Job: Extract every line of text from the records below and reproduce each one verbatim. Omit the images.
########################################
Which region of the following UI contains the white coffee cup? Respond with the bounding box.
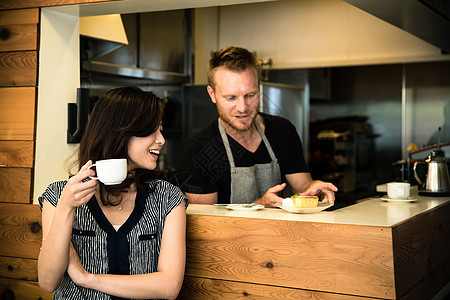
[89,158,128,185]
[387,182,411,199]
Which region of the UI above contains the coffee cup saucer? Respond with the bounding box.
[381,195,417,203]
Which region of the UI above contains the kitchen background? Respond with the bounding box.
[35,0,450,204]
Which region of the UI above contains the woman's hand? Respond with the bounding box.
[67,243,90,286]
[300,180,338,205]
[58,160,97,209]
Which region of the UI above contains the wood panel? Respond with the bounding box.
[0,0,114,10]
[0,141,34,168]
[0,278,53,300]
[392,202,450,297]
[0,24,38,52]
[0,203,42,259]
[0,51,37,86]
[0,8,39,26]
[0,87,36,139]
[0,168,32,203]
[0,256,38,282]
[177,276,367,300]
[186,215,395,299]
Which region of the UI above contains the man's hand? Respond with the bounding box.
[255,183,286,207]
[300,180,338,205]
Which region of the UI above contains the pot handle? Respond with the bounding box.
[413,162,428,184]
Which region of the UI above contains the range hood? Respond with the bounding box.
[345,0,450,54]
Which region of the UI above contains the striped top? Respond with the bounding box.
[38,180,188,300]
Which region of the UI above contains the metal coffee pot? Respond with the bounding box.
[414,148,450,196]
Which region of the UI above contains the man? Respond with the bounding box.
[182,47,337,207]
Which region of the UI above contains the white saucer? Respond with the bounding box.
[277,202,332,214]
[381,196,417,203]
[225,204,264,210]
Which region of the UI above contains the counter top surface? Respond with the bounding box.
[187,191,450,227]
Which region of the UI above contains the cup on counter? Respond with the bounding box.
[89,158,128,185]
[387,182,411,199]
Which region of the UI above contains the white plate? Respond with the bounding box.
[225,204,264,210]
[381,196,417,203]
[277,202,332,214]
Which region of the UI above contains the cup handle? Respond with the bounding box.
[88,164,98,180]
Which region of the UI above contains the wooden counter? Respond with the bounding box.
[179,192,450,299]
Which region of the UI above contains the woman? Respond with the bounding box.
[38,87,187,299]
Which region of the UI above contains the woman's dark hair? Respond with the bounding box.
[78,87,164,205]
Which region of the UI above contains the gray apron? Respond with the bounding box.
[219,118,281,203]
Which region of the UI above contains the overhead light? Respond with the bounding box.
[80,14,128,45]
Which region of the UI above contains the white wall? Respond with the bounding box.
[195,0,450,83]
[33,7,80,203]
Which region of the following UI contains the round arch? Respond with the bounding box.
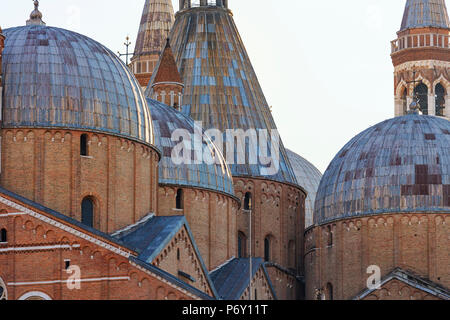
########################################
Result for this task:
Which region of the following UI contains the white coffee cup? Respond with the bounding box.
[89,158,128,185]
[387,182,411,199]
Which region of the UI above contains the coffee cup saucer? Respond with the bounding box.
[381,195,417,203]
Which region of the UI above contains the kitchen background? Respond with the bounding box.
[35,0,450,204]
Which region of the UI above contains the woman's hand? Respond with the bounding box.
[67,243,90,286]
[300,180,338,205]
[58,160,97,209]
Which region of the UI above contains the wood panel? Respond with the bounding box.
[0,0,114,10]
[0,141,34,168]
[0,278,53,300]
[392,202,450,297]
[0,24,38,52]
[0,203,42,259]
[0,51,37,86]
[0,8,39,26]
[0,87,36,139]
[0,168,32,203]
[0,256,38,282]
[177,276,367,300]
[186,215,395,299]
Which region of the UI above contains the man's hand? Respond with the bounding box.
[255,183,286,207]
[300,180,338,205]
Which region of the UI above contains the pot handle? Respond with the bounding box.
[413,162,428,184]
Which region of the UI above contains the range hood? Respond with the bounding box.
[345,0,450,54]
Which region of the UI above contains the striped top? Respond with the bounding box.
[38,180,188,300]
Which region of the UI above contains the metal coffee pot? Respond with the bounding box.
[414,148,450,196]
Which region of the UI above contains the man? Respond with the bounding box.
[182,47,337,207]
Which region of the UI above contains the white saucer? Respond with the bounding box.
[277,202,332,214]
[381,196,417,203]
[225,204,264,210]
Which region of the UI above contains the counter top surface? Respond with the bounding box.
[187,191,450,227]
Which region of the UI above contains the cup on counter? Respond with the bounding box.
[89,158,128,185]
[387,182,411,199]
Which region of the UI above contains the white plate? Respond with the bounding box.
[225,204,264,210]
[381,196,417,203]
[277,202,332,214]
Which region of the UI above contains the cup handle? Respond with the bounding box.
[88,164,98,180]
Which region of the UI above contains the wooden counter? Respond with the bounding box.
[179,192,450,299]
Which region of the UI above contains the woman? Respond with the bounding box.
[38,87,187,299]
Which region of the UI above contains the woman's dark hair? Respond with the bounding box.
[78,87,164,205]
Which region of the UI above contains the gray apron? Respond with the bounding box.
[219,118,281,203]
Which region of the UI above contains the overhead light? Respond with the bounding box.
[80,14,128,45]
Which region of the UI above contains the white wall? Respond with the bounding box.
[195,0,450,83]
[33,7,80,203]
Which region of the following UI contains the round arch? Respond with the bounding box.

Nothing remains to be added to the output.